* [Text shown]:
────────────────

Also, with FetchFox, you can scrape a logged in session without exposing any sensitive information. Your login tokens/passwords are never exposed to any 3rd party proxy like they would be with cloud scraping. And if you use your own OpenAI API key, the extension developer (me) never sees any of the activity in your scraping. OpenAI does see it, however.
> And is there any reliable scraping services that can actually do scraping of those large companies' sites at a reasonable cost?
FetchFox :).
But besides that, the gold standard for scraping is proxied mobile IP requests. There are services that let you make requests which appear to come from a mobile IP address. These are very hard for big sites to block, because mobile providers aggregate many customer requests together.
The downside is mainly cost. Also, the providers in this space can be semi-sketchy, depending on how they get the proxy bandwidth. Some employ spyware, or embed proxies into mobile games without user knowledge/consent. Beware what you're getting into.
1. Pay users to install a browser extension that scrapes social media content they browse. Or ask them in exchange for a service, e.g. "remember everything I browse and make it searchable", etc.
2. Ship the data you scrape to your servers.
3. Sell training data to companies at a discount.
This gets past the new rate limiters and blocks that Reddit and others have installed.
What if we gave people some service, say a "browser toolbar", and in exchange we sell their browsing data to third parties?
You just reinvented spyware from first principles. This is basically BonziBuddy.
How does this work? Does it rely on GPT to extract the data or does it actually generate a bunch of selectors? If it's the former, then the results aren't reliable since it can just hallucinate whole results or even just parts.
I haven't put together a good test framework yet, but qualitatively, the results are surprisingly good, and hallucinations are fairly low. The prompt tells GPT to say (not available) if needed, which helps.
I'm going to try the "generate selectors" approach as well. If you'd like to learn more or discuss just reach out via email (marcell.ortutay@gmail.com) or discord (https://discord.gg/mM54bwdu59 @ortutay)
> "By scraping raw text with AI, FetchFox lets you circumvent anti-scraping measures on sites like LinkedIn and Facebook. Even the the complicated HTML structures are possible to parse with FetchFox."
The trickier part is “everything else” to make the extension work.

────────────────

* [Entries provided]:

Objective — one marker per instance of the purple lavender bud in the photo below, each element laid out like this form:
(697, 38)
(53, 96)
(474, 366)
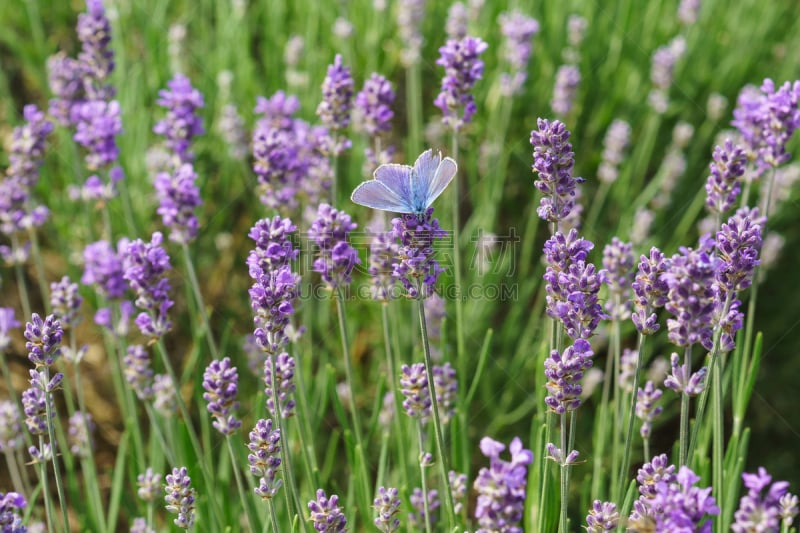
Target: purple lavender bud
(458, 487)
(11, 509)
(179, 197)
(417, 498)
(462, 69)
(149, 485)
(614, 144)
(334, 109)
(326, 514)
(97, 125)
(618, 261)
(103, 268)
(444, 378)
(336, 258)
(284, 384)
(501, 487)
(180, 497)
(417, 268)
(274, 246)
(646, 409)
(35, 410)
(10, 427)
(221, 383)
(164, 392)
(44, 340)
(690, 278)
(271, 298)
(79, 434)
(767, 119)
(738, 243)
(265, 458)
(146, 266)
(182, 123)
(387, 507)
(564, 372)
(65, 301)
(723, 185)
(414, 387)
(7, 323)
(96, 57)
(757, 511)
(410, 17)
(28, 144)
(681, 382)
(553, 160)
(568, 77)
(602, 517)
(651, 474)
(518, 30)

────────────────

* [What you are asked to do]: Continue the forum thread about FetchFox, starting after its final sentence.

* [Answer area]:
The benefit of this approach is it's very simple and easy, but the downside is it sends a lot of unnecessary tokens to the LLM. That drives up the cost, slows things down, and hurts accuracy.
I'm working on a few improvements now to improve this.
1. Remove all <style> and <svg > tags. These rarely add value, and can dramatically increase token counts.
2. For the “crawl” step, I exclusively pull out <a> tags and only look at those. The “extract” step looks at full HTML
3. For now, it only looks at the first 50k text characters, and the first 120k HTML characters. This is to stay within token limits.
The last part will be what I focus on improving in the next version.
They keep throwing it in my url bar. I refuse to click (big warning it sends to google's servers)
So far, I've done some un-scientific testing to compare text vs. HTML. Text is a lot more effective on a per-token basis, and therefore lower cost. However, some data is only available in HTML.
That sounds like a scold, but it's meant as an observation.
Now I will embed some implied scolding in what's to follow, but feel free to ignore that part; I wouldn't expect you to care.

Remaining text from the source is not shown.